§ WHAT IS EXPECTED
Take every line in the entries that includes the word "below" and copy it.

++++++++++

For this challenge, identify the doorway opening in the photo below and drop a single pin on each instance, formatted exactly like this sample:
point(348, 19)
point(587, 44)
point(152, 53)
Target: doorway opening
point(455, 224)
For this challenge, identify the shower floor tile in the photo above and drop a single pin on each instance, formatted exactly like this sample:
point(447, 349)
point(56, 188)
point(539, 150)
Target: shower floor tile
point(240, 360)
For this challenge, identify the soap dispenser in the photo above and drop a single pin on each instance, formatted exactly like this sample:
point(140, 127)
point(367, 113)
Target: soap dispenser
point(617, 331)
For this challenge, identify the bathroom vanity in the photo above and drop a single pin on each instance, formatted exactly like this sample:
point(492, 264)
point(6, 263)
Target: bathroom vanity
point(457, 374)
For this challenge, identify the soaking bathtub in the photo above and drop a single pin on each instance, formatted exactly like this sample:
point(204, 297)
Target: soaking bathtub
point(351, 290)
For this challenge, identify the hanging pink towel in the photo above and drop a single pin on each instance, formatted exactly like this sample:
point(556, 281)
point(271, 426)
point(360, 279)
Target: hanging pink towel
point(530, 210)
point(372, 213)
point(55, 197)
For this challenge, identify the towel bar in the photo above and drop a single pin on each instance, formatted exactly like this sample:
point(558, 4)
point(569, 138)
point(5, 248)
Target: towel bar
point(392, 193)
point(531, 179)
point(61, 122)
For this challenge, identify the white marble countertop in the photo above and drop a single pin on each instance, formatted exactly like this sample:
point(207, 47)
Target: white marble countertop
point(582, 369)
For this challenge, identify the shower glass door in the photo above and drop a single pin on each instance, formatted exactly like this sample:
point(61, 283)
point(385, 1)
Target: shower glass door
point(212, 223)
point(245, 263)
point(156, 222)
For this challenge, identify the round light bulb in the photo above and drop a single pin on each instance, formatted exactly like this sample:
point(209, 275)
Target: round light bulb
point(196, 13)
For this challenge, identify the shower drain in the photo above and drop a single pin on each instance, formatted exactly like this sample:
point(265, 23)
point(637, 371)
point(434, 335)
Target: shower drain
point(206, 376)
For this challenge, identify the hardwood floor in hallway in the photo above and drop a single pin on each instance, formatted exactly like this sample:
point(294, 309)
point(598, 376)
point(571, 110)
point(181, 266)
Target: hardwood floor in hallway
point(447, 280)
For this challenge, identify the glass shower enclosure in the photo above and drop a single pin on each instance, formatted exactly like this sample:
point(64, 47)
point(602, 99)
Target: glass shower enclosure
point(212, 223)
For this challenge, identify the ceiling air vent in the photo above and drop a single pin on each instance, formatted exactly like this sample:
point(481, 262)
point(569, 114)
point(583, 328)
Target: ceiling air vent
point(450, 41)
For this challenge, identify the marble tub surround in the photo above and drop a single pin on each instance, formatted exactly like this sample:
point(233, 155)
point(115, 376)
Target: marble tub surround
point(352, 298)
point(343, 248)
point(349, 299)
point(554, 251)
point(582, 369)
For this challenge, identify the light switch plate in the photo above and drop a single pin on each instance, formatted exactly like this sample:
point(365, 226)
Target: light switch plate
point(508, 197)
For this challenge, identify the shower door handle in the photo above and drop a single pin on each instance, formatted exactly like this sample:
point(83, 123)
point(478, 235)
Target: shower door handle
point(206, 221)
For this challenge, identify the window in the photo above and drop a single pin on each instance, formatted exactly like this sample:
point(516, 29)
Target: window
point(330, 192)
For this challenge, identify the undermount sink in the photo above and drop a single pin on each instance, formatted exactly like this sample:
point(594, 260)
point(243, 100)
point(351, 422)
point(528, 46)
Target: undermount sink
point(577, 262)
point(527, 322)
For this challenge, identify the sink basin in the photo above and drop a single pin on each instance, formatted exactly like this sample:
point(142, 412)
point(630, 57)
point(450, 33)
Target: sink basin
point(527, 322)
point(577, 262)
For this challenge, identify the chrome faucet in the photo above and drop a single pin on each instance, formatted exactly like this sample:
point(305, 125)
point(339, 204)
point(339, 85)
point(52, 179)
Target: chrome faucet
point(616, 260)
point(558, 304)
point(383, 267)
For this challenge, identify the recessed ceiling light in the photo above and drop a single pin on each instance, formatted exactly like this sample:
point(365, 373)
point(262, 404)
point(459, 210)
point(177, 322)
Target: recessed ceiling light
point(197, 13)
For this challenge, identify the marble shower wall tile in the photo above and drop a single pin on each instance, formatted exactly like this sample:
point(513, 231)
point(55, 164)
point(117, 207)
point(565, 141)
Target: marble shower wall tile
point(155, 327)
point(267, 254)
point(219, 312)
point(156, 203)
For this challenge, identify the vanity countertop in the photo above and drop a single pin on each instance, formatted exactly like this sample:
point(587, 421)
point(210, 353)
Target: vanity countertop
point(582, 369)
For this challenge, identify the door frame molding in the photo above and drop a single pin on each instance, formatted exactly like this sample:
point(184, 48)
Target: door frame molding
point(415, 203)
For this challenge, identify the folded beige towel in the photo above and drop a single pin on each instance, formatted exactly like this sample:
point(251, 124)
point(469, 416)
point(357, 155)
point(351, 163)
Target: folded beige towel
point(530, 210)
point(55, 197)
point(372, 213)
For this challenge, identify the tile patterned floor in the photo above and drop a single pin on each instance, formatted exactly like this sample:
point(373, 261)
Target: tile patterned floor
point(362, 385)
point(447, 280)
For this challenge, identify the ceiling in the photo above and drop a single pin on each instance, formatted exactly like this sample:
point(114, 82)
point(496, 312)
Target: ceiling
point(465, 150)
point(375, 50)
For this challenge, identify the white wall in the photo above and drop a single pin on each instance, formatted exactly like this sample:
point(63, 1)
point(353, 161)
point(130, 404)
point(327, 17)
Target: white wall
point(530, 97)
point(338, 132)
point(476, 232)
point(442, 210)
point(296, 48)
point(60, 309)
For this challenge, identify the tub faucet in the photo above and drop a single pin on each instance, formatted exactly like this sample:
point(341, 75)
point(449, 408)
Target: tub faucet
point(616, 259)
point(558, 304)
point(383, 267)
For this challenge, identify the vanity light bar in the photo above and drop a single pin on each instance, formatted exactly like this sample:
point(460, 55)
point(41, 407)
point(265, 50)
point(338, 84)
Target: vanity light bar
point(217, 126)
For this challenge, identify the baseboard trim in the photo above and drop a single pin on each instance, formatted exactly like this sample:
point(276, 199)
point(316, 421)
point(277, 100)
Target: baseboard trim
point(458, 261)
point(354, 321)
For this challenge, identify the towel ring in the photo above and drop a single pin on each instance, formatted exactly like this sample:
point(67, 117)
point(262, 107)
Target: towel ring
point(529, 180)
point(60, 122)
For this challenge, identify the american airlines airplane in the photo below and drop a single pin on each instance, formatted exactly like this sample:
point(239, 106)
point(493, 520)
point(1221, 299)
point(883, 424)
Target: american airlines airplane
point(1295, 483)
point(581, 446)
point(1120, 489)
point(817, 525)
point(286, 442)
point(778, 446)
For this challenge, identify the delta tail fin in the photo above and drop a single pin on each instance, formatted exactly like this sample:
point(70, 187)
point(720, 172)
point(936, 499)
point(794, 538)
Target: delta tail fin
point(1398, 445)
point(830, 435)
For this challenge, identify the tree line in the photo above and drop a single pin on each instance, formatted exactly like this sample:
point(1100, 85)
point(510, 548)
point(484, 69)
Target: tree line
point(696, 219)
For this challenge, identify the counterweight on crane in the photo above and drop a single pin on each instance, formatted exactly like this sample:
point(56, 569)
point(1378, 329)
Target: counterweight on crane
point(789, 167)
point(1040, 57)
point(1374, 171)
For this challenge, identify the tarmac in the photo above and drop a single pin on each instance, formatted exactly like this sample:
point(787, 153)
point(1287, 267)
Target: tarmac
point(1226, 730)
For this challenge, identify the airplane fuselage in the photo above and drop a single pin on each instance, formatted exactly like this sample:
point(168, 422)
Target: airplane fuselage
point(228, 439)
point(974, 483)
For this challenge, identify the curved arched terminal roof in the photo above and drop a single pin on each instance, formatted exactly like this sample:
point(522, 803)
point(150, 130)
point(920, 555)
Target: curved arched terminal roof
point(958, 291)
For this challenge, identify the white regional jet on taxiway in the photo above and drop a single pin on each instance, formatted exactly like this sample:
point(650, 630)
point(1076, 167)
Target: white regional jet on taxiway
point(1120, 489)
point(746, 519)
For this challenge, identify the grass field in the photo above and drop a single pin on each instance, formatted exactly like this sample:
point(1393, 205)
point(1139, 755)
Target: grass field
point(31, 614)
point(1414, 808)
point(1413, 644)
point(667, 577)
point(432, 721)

++++++++++

§ RESPONSE TO THE EXERCISE
For this challenge, identify the doorway opening in the photo below and drop a single pin on each instance, formatted exactly like this sample:
For this challenge, identify the american airlines airplane in the photo below and drop a single pin on each instance, formatted exactly like this sample:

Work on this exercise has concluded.